(Lines of data)
┌────────

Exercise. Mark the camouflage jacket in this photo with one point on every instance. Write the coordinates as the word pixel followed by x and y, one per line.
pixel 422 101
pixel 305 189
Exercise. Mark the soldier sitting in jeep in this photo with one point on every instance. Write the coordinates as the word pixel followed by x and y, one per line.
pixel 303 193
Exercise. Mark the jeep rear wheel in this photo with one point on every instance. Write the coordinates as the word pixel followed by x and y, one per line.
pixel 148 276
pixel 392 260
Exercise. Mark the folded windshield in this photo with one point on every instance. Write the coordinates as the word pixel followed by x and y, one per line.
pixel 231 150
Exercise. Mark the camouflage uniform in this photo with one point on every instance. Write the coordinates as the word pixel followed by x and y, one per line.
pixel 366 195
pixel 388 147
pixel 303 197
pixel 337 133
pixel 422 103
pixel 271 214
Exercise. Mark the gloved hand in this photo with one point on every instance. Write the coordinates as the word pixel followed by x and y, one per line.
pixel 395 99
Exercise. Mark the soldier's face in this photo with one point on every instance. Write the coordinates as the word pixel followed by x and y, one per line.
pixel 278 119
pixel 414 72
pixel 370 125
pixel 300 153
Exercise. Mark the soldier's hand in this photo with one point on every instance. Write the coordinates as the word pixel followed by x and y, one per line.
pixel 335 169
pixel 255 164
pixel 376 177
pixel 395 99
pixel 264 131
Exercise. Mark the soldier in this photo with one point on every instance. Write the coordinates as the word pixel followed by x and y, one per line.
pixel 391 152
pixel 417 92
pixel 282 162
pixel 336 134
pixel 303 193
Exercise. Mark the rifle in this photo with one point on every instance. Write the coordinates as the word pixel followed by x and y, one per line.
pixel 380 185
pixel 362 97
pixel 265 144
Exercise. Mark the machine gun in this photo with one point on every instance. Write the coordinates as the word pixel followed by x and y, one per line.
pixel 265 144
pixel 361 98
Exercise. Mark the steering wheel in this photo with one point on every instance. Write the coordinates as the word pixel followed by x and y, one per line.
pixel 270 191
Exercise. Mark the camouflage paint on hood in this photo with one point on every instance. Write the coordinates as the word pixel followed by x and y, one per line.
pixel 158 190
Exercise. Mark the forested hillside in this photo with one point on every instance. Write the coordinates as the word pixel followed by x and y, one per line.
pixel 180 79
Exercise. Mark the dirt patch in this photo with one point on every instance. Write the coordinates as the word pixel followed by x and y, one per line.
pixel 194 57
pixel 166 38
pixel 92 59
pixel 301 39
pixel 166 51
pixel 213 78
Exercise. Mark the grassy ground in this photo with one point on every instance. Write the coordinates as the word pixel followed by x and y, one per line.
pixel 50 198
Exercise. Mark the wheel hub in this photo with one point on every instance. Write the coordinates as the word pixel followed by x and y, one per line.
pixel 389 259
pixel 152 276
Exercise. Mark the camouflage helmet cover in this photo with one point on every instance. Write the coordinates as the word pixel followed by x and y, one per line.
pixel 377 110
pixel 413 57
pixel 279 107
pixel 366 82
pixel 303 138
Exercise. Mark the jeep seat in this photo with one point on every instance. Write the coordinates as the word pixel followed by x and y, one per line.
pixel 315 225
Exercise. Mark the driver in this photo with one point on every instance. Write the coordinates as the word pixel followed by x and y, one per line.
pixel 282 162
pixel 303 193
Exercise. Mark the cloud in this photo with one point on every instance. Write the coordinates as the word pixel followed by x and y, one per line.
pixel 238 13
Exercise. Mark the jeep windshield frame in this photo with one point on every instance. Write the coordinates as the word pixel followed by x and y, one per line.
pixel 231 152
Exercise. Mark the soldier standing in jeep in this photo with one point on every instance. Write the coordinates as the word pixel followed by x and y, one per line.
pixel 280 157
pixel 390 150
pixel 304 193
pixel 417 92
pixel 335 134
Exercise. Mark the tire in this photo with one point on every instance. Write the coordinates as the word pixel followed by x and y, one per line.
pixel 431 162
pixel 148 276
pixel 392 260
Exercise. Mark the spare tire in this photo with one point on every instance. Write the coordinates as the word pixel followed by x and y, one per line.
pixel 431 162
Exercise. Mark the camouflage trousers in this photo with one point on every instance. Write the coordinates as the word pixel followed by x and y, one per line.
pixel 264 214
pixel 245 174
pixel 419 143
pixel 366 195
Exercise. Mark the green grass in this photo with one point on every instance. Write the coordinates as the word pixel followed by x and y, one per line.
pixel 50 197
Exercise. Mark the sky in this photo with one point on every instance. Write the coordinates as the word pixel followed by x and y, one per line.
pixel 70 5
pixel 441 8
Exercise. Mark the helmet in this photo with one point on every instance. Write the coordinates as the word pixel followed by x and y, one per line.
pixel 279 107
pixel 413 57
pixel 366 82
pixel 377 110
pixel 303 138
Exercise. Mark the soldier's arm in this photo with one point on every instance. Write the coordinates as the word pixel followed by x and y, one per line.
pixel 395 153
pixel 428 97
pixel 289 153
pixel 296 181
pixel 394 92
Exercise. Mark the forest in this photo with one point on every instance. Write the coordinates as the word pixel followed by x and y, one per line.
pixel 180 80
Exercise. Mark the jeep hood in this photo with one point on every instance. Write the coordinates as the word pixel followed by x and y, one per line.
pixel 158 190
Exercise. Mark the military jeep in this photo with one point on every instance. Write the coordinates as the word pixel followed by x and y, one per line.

└────────

**Your goal**
Copy the rows above word for word, from the row that contains "Exercise. Mark the helmet" through the last row, including both.

**The answer**
Exercise. Mark the helmet in this photo with one point on every instance. Write the coordinates as the word pixel followed by x and y, one per line.
pixel 279 107
pixel 413 57
pixel 366 82
pixel 377 110
pixel 303 138
Exercise. Mark the soldier's arm in this photo with one point on every instance. Write the coordinates as the word pixel followed by x and y, one per line.
pixel 395 153
pixel 428 97
pixel 289 153
pixel 296 181
pixel 394 92
Exercise. Mark the forest in this photo with one point on every instance. Write the coordinates as the word pixel followed by x and y, one per line.
pixel 180 80
Exercise. Mark the jeep hood in this photo with one point on every instance. Write the coordinates as the word pixel followed by x and y, one per line.
pixel 158 190
Exercise. Mark the military jeep in this photo with one point on every instance. Write the coordinates as the word pixel followed by x and y, one per line.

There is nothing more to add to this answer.